Top of Given information

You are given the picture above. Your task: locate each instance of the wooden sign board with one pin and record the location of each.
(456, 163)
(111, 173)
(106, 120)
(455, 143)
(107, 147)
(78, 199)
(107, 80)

Bottom of Given information

#### [Task requirements]
Output every line of the data again, exactly.

#### [Solution]
You are given the picture above. Your task: locate each instance of the wooden sign board with one pin and record the location of each.
(456, 163)
(111, 173)
(106, 120)
(455, 143)
(107, 147)
(78, 199)
(107, 80)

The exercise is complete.